▼▼▼

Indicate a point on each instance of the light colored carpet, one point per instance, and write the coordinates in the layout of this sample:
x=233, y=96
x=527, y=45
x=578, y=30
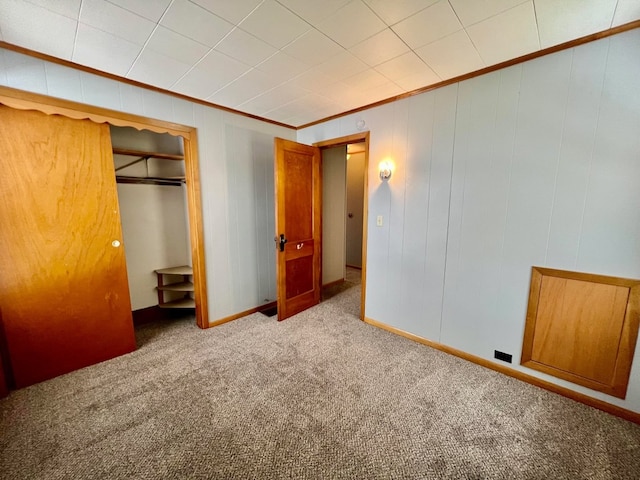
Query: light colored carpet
x=321, y=395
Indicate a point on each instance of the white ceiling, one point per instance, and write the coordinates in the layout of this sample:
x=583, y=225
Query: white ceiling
x=298, y=61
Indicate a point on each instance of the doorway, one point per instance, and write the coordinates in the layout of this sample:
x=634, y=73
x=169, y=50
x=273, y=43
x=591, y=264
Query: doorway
x=345, y=244
x=150, y=177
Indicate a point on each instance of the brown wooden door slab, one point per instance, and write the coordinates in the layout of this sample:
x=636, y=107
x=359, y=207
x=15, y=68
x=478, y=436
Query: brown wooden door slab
x=63, y=282
x=298, y=221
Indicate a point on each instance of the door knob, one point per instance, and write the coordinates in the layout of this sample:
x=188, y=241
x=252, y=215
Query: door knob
x=281, y=241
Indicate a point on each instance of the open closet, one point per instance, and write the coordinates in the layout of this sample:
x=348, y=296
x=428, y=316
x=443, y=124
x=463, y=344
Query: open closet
x=65, y=298
x=150, y=176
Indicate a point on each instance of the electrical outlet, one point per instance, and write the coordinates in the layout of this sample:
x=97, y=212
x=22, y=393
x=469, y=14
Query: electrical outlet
x=505, y=357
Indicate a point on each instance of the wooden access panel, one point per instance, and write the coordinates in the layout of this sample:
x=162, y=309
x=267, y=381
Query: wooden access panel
x=582, y=328
x=63, y=282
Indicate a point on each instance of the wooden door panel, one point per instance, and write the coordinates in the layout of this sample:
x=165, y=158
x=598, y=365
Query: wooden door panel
x=299, y=218
x=63, y=285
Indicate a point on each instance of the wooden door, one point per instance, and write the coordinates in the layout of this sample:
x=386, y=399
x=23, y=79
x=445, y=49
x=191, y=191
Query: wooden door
x=298, y=192
x=63, y=282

▲▲▲

Edit the whole listing above so that each "Indicate" becomes "Mark", with nothing else changed, and leave the pictures out.

EXERCISE RESPONSE:
Mark a point on each instance of the light colored carpet, one point per instance, and write the coordinates in the layout of this sample:
x=233, y=96
x=527, y=45
x=578, y=30
Query: light colored carpet
x=321, y=395
Mark a point on each instance of the white ceiling, one point per instance, and write the coordinates in the layout of this sample:
x=583, y=225
Query: white ceiling
x=298, y=61
Mark a point on each instance of the doorway, one point per instance, and write the coordinates in the layout of this sample:
x=634, y=73
x=169, y=50
x=273, y=43
x=591, y=264
Query: doorway
x=345, y=244
x=150, y=177
Mark a point on each instance of the brown wooden door slab, one point per instance, and write the coordinates in the layout of this sample:
x=636, y=107
x=359, y=207
x=15, y=68
x=478, y=436
Query: brown wooden door slab
x=63, y=282
x=298, y=221
Mark a point on each instance of the door knob, one point per instance, and write the coordinates in the layout of this sample:
x=188, y=241
x=252, y=215
Query: door knob
x=281, y=241
Mark a point on each instance of the open closet, one point per instance, and write the coordinates in the layout of this sample:
x=348, y=296
x=428, y=316
x=443, y=124
x=463, y=344
Query: open closet
x=65, y=298
x=150, y=176
Mark a point on each instance of the electrical outlet, one point per instance, and write the coordinates in the layout of this sample:
x=97, y=212
x=22, y=393
x=469, y=14
Query: electrical outlet
x=505, y=357
Mark a point on each instance of the wooden access panel, one point per instance, and write the coordinates in the layout of this sample:
x=162, y=309
x=267, y=381
Query: wooden access panel
x=582, y=328
x=63, y=282
Mark a point on each instance of the wooden door panel, one point per instance, and write the coordinates in the layout of this sample:
x=165, y=158
x=598, y=365
Query: wooden door panel
x=299, y=218
x=63, y=285
Mark a point on each instance of the wooden door, one point per instance, and write the coordinates in the layout of this sample:
x=386, y=399
x=23, y=79
x=445, y=49
x=191, y=191
Query: wooden door
x=298, y=192
x=63, y=282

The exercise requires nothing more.